TO BE DONE – Which lines in the material below contain the string "TARGET"? Pull out every such line in full, and treat uppercase and lowercase as different.
*** INFORMATION SHOWN
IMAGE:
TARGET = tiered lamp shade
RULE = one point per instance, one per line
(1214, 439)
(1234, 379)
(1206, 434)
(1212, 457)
******
*** INFORMATION SHOWN
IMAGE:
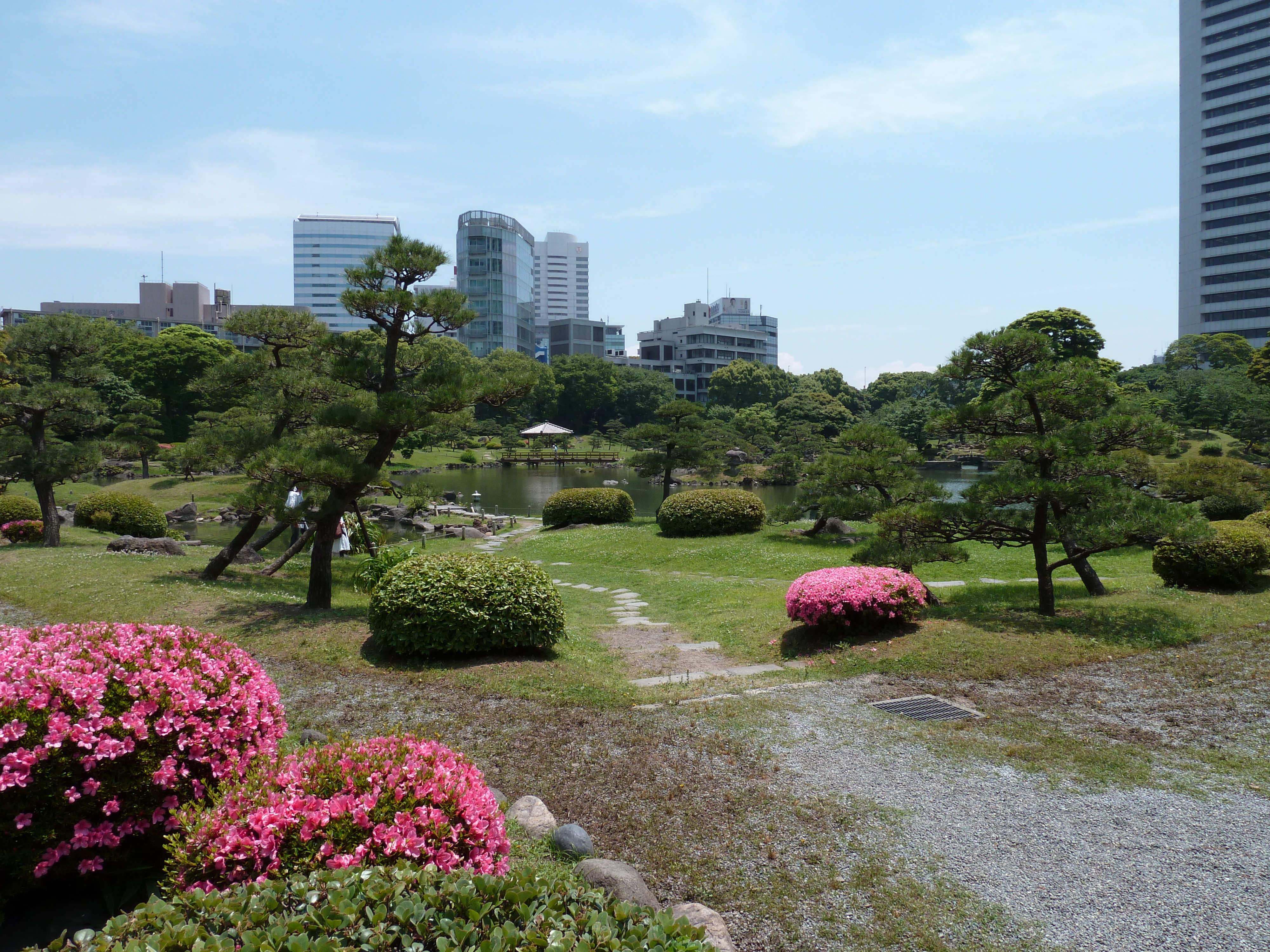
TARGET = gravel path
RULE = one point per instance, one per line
******
*** INFORMATION SHOWN
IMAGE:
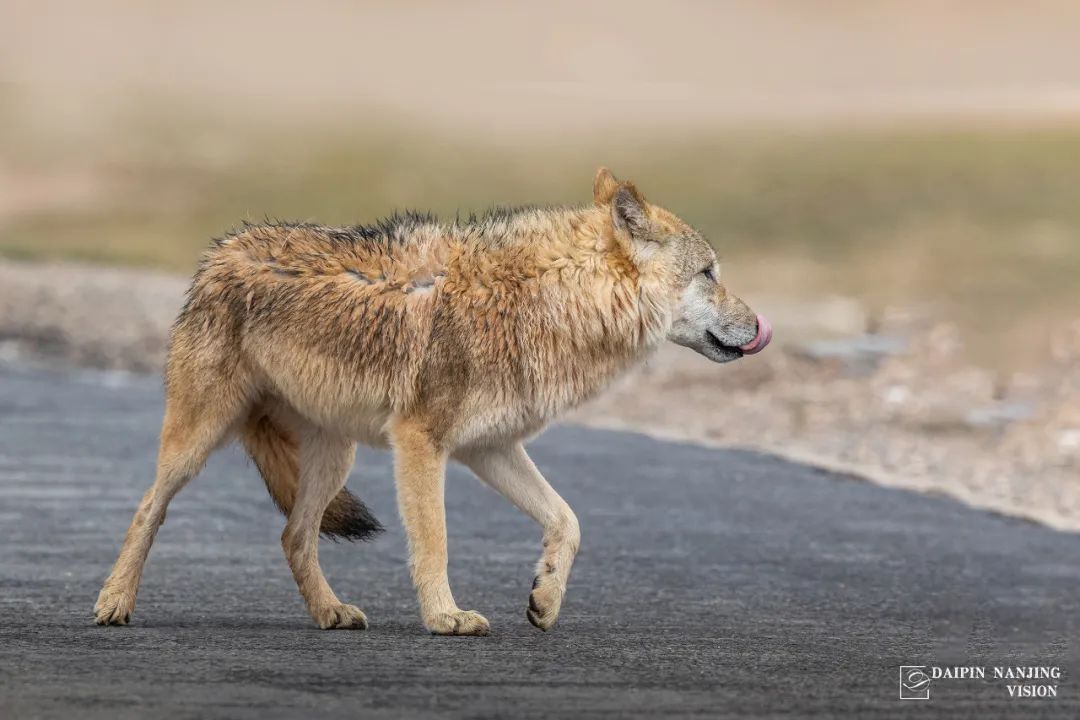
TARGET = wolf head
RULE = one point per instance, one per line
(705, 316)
******
CORRECT RESPONSE –
TARGET = tiered lamp shade
TARGET = gravel path
TARGET = wolf head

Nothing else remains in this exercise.